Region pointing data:
══════

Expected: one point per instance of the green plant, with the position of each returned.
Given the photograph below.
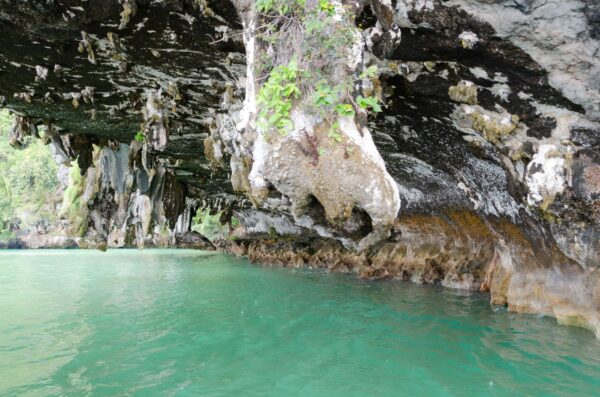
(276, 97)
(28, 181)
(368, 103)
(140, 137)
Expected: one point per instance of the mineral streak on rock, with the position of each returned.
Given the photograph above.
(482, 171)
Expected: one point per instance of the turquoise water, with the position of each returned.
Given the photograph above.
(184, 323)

══════

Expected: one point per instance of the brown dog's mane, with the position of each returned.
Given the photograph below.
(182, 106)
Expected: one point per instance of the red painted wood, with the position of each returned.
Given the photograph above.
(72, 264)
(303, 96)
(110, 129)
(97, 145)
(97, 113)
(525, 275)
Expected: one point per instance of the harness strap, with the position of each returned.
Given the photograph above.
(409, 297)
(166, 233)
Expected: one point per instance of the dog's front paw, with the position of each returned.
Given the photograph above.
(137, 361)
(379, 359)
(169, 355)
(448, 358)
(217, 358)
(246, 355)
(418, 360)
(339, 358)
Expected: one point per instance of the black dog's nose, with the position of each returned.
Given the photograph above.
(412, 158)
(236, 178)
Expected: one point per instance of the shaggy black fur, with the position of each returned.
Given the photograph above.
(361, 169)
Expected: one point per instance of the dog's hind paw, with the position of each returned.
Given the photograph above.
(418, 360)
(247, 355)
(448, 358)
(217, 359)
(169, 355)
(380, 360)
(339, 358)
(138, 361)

══════

• **Exercise**:
All lines of the data above that include the word "black" must be shown.

• **Problem solution**:
Expected: one point per instance of the black dog's nose, with the position of each returned.
Expected: one point per instance of the shaggy black fur, with the position of each returned.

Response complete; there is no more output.